• [What to produce]: Please restate the records below verbatim, omitting every image they hold.

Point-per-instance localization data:
%%

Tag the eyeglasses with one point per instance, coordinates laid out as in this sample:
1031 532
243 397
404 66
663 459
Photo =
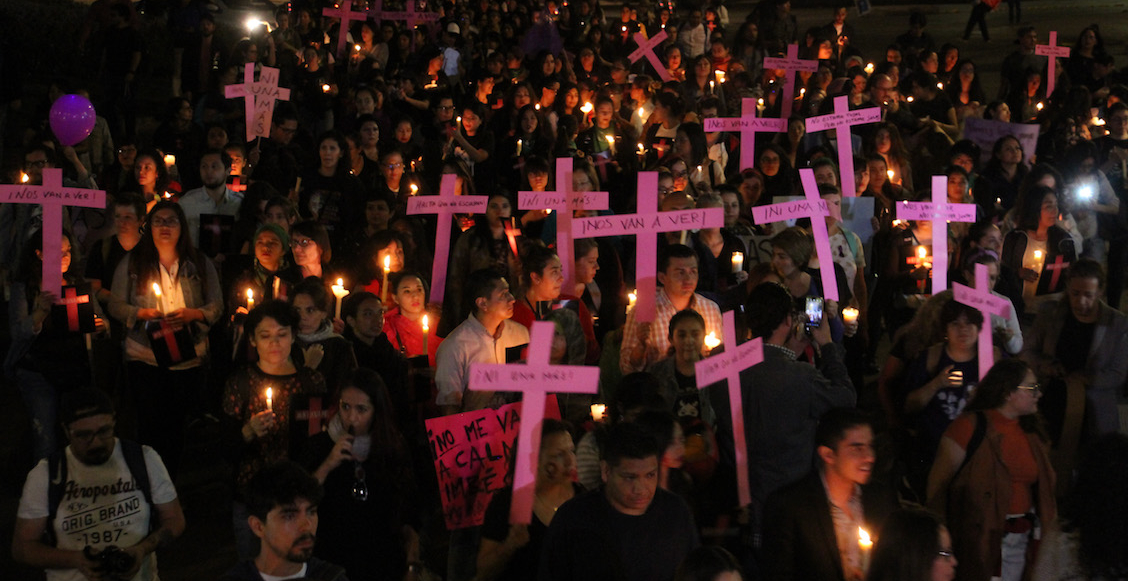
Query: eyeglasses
360 487
88 436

%%

• [Exercise output]:
Tag the eyeglasses with one point per instance, coordinates laid out as in this sample:
1031 532
243 397
404 66
663 459
Photo =
Query: eyeglasses
360 487
88 436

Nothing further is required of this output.